* **AIM OF THE EXERCISE**:
Repeat word for word the part of the Misibis Bay travel piece that begins at the words "There I was" and stops after "in the air.".

Of course, as expected, the invite got me out of bed in an instant. I suddenly recovered at the thought of another trip because as Jes likes to tease me, traveling is my drug, my barbiturates, my cannabis. The only one that can cure me in an instant.

And so after an hour on the plane and an hour on the road of rolling hills and hanging bridges, I found myself in the abyss of the underwater life once again -- cough and all -- after a long, long time.

There I was under the cold water, the noonday sun seeping through the deep blue sea, at the famed Misibis Bay.

Misibis Bay is my kind of resort . There's no wild crowd or noisy parties. It's for people who want to really enjoy the water and not to be seen or to see others.

Here, you can lounge all day on a chair by the beach all by yourself -- no noise, no nothing -- just you and your dreams, the waves and the deep blue sea. Go ahead and order your favorite single malt or have some margarita. Or you can simply give in to the stupor that paradise brings.

At night, you can swim in the villa's pools or have a soothing massage of your choice at the resort's spa as the Red Priest's symphony wafts in the air.

You can wind sail alone or enjoy the view of the crimson sun setting behind Mt. Mayon while eating kropek served with vinegar and chopped red onions. You can conquer the hilltop on an all terrain vehicle or you can go on a Hobie Cat sail, my favorite. Lie down on the trampoline style deck and lose yourself in the ride as the big waves splash on your face while the relentless sun roasts your skin.

It's not as perfect as the Puka Beach that we know or our beloved Palawan, but Misibis Bay is the paradise that people say it is.

Here, the wind whistles gently, the sand is tan and pink and the water, clear blue. The air smells fresh, as fresh as sage and mint, and violets, too.

And at exactly 6 in the evening when I strolled on the beach, a perfect round yellow full moon -- the first of three full-moon super-moons for the year -- turned the evening sky into an unfinished version of Van Gogh's Starry Night.

It is as close to heaven as one can get, at least when one is in this corner of the world, here in an island called Mibisis, somewhere, somewhere out there between my heart and a volcano named Mayon.

* **GIVEN MATERIAL**:

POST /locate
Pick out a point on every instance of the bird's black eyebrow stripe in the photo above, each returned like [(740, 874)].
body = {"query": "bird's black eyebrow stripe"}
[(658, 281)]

* **RESULT OF THIS TASK**:
There I was under the cold water, the noonday sun seeping through the deep blue sea, at the famed Misibis Bay.

Misibis Bay is my kind of resort . There's no wild crowd or noisy parties. It's for people who want to really enjoy the water and not to be seen or to see others.

Here, you can lounge all day on a chair by the beach all by yourself -- no noise, no nothing -- just you and your dreams, the waves and the deep blue sea. Go ahead and order your favorite single malt or have some margarita. Or you can simply give in to the stupor that paradise brings.

At night, you can swim in the villa's pools or have a soothing massage of your choice at the resort's spa as the Red Priest's symphony wafts in the air.